*** Opening of Page extract ***

The person spotted by security cameras while crossing into North Korea is likely a North Korean who defected in 2020, authorities say.
A person who crossed the border from South Korea into North Korea on New Year’s Day was likely a defector who had slipped through the same heavily fortified frontier in the other direction in late 2020, the South Korean military said Monday.
A South Korea defence official said they suspected a former North Korean citizen who was captured south of the border in November 2020.
The man identified himself as a former gymnast and told investigators that he had crawled over barbed wire fences to defect before being found by South Korean troops, the official said, requesting anonymity citing department rules.
South Korea’s military said on Sunday that an unidentified person crossed the heavily fortified border into North Korea.
South Korea had earlier spotted the person with surveillance equipment at the eastern portion of the border and sent troops to capture him or her on Saturday night. But the troops failed to find the person and the surveillance equipment detected the person crossing over the border, Joint Chiefs of Staff officers said.
South Korea sent a message to North Korea on Sunday morning to ensure the safety of the person, but the North hasn’t responded, the officers said requesting anonymity citing department rules.
The fate of the person is still unknown.
In September 2020, North Korea fatally shot a South Korean fisheries official found floating in its waters in line with what Seoul called strict anti-virus rules that involve shooting anyone illegally crossing the border. Earlier in 2020, North Korean leader Kim Jong Un placed a border city under total lockdown after a North Korean defector with COVID-19-like symptoms sneaked back home. The fate of that defector, who had lived in South Korea, is not known.
On Saturday, North Korea announced it had decided to place top priority on strict virus restrictions at a high-profile ruling party meeting last week.
The two Koreas are split along the world’s most heavily armed border, called the Demilitarised Zone. An estimated 2 million mines are peppered inside and near the 248-kilometre-long, 4-kilometre-wide DMZ, which is also guarded by barbed wire fences, tank traps and combat troops on both sides.
Defecting via the DMZ is subsequently rare. At the height of their Cold War rivalry, both Koreas sent agents and spies to each other’s territory through the DMZ, but no such incidents have been reported in recent years.
About 34,000 North Koreans have defected to South Korea since the late 1990s to avoid poverty or political oppression, but a vast majority of them have come via China and Southeast Asian countries. Some South Koreans have tried to defect to the impoverished, authoritarian North, but it is rare.

*** Close of Page extract ***

*Instructions for the task*. Could you repeat the part of the border-crossing report that opens with the words containing "A person who" and closes with "military said Monday.", changing "frontier" to "boundary"?

*** Opening of Dataset extract ***

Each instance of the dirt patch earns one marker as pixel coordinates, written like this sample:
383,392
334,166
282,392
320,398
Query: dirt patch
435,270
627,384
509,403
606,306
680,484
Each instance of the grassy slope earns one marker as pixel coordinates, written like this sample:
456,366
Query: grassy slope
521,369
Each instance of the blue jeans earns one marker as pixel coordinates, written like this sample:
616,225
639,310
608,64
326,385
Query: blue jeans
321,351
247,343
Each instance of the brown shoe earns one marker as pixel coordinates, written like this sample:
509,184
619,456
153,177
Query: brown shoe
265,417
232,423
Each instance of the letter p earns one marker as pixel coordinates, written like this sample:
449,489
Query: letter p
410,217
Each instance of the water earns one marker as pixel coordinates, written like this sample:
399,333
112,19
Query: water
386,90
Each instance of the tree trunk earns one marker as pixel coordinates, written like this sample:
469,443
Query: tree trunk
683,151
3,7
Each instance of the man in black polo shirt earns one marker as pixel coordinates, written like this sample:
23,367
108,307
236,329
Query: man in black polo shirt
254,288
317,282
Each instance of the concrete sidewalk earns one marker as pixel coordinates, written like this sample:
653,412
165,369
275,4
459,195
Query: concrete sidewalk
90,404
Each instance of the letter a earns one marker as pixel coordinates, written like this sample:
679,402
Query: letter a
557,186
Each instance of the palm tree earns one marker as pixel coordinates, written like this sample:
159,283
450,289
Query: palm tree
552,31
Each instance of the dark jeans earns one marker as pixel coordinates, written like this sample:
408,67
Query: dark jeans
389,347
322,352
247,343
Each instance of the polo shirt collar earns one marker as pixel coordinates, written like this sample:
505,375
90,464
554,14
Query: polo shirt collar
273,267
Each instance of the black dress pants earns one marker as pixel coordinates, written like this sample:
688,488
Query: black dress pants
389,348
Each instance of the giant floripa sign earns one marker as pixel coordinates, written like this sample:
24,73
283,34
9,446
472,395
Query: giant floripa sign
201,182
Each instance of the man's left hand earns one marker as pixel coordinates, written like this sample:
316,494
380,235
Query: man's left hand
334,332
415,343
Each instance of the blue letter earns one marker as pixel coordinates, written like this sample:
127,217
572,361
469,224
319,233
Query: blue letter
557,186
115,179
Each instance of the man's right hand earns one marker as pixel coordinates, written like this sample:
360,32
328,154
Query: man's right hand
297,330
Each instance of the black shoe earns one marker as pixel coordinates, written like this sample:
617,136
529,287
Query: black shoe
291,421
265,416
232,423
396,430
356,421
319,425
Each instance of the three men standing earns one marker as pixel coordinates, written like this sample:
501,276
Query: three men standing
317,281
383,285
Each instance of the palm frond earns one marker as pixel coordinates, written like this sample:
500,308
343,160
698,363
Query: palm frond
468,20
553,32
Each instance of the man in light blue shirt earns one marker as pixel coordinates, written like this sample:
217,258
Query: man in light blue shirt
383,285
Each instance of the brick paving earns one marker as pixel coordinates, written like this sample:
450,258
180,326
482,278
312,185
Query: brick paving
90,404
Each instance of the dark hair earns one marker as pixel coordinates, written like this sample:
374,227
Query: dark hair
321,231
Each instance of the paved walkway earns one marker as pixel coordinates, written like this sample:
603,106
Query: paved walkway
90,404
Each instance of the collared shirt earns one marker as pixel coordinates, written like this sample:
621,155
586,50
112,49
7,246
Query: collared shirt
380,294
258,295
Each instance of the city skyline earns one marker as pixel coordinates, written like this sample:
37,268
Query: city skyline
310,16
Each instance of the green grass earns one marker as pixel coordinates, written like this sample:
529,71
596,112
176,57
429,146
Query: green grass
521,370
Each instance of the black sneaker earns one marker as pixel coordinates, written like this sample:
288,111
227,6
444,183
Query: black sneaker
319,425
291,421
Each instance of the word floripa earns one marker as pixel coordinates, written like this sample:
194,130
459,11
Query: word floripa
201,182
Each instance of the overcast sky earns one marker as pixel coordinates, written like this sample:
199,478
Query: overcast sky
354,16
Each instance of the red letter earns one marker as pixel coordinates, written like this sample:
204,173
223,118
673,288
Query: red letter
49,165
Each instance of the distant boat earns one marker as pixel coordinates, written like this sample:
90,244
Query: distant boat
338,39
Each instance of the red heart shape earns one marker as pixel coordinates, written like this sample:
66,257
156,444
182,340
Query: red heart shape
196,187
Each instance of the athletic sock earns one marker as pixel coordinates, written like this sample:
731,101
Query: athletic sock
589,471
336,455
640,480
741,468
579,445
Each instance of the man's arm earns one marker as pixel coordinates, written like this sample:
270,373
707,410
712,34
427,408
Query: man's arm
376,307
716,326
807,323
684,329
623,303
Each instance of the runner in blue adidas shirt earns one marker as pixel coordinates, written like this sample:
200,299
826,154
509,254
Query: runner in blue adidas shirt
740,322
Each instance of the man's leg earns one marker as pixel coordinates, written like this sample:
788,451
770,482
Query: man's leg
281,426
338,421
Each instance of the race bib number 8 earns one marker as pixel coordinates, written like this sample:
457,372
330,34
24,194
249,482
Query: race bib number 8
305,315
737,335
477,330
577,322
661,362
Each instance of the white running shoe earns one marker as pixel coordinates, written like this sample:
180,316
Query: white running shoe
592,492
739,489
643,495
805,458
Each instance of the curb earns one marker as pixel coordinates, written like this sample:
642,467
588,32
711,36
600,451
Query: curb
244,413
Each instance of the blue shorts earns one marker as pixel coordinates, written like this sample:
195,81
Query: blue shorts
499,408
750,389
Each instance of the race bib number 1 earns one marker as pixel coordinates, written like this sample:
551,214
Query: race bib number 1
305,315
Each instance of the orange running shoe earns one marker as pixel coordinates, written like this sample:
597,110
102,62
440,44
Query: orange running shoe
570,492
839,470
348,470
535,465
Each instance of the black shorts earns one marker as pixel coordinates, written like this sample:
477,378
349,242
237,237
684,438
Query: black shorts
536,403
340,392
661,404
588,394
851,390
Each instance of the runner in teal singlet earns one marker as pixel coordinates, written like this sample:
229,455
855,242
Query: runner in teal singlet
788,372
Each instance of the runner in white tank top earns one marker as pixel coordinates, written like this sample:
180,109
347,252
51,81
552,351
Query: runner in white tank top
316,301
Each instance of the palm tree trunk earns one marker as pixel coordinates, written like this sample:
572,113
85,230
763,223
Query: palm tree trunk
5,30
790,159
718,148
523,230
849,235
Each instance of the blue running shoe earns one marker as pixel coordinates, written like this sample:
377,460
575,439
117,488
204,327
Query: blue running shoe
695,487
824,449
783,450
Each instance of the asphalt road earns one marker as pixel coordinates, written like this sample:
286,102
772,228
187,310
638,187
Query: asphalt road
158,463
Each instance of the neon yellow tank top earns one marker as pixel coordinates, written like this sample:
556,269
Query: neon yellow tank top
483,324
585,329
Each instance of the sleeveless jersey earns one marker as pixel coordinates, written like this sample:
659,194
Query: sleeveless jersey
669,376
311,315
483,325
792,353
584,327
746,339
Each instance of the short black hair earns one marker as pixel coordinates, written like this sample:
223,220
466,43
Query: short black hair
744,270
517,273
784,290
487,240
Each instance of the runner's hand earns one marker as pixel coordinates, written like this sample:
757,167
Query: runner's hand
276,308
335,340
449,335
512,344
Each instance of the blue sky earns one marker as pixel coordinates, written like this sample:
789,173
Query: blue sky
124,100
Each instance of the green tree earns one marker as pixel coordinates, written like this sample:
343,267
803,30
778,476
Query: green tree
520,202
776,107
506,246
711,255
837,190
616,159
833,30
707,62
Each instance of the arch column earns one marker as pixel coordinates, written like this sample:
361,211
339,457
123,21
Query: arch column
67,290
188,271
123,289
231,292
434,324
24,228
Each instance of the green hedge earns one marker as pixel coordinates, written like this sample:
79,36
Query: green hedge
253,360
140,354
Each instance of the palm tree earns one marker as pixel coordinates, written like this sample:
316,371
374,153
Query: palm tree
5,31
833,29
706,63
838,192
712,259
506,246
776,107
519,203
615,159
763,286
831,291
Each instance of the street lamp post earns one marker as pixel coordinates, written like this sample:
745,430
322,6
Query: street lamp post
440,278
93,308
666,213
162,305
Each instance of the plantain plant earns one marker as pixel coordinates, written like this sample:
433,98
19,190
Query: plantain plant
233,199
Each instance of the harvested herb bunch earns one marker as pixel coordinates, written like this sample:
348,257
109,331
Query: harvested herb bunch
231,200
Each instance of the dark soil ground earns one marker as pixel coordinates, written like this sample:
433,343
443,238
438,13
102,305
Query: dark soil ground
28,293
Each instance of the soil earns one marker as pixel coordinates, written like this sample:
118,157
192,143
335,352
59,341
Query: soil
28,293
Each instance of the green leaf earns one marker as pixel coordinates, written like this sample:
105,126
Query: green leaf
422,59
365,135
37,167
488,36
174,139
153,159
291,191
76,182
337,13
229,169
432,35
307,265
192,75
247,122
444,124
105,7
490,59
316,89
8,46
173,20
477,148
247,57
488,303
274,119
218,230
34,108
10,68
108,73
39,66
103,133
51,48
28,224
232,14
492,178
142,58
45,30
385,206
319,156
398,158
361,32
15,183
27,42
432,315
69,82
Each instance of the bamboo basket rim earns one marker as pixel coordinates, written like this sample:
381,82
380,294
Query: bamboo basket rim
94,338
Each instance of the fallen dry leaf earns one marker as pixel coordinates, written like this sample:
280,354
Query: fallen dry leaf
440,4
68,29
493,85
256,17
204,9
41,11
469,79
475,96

*** Close of Dataset extract ***

*Output for this exercise*.
A person who crossed the border from South Korea into North Korea on New Year’s Day was likely a defector who had slipped through the same heavily fortified boundary in the other direction in late 2020, the South Korean military said Monday.